Exercise:
Below are entries; copy exactly the lines from the one with "Thank you for this photo. Would you kindly tag the salamander" through the one with "Target: salamander hind leg", both included, and leave out the rest.

Supplied data:

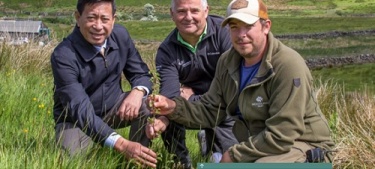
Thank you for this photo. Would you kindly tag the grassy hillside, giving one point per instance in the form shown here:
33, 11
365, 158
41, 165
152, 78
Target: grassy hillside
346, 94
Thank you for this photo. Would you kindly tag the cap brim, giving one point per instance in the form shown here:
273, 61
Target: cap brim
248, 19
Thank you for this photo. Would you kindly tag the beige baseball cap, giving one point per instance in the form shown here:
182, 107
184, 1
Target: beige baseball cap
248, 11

...

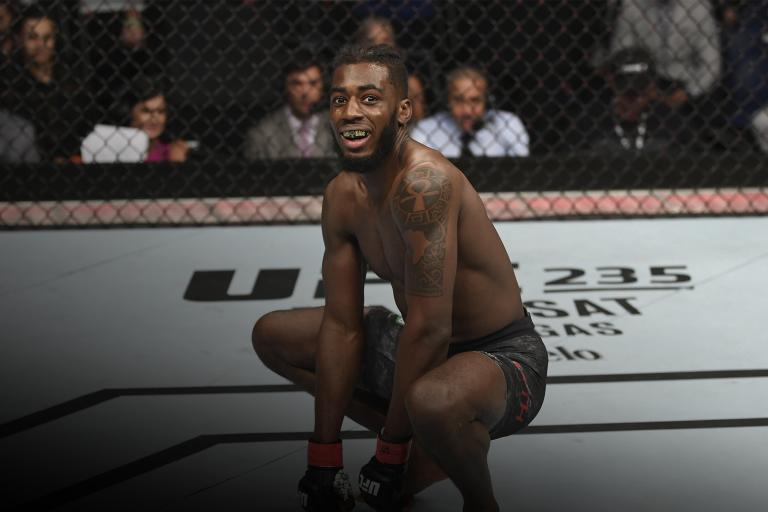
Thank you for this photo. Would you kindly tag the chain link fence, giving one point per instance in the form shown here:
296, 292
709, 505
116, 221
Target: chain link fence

* * *

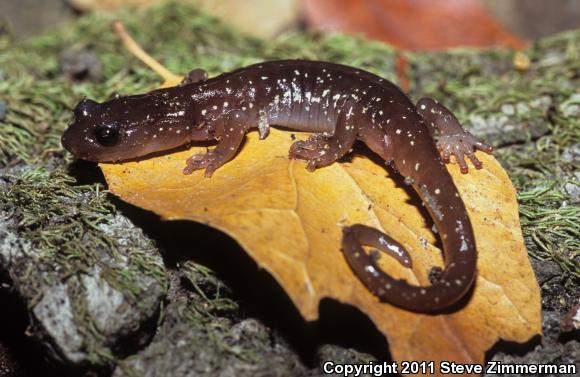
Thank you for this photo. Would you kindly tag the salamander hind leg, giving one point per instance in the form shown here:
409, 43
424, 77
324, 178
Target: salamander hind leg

Result of this exercise:
Thank you for this photo. Would you kindly tag the salamander hind leg, giving one point per instance in the form shown here:
409, 43
424, 77
324, 178
Target: salamander hind leg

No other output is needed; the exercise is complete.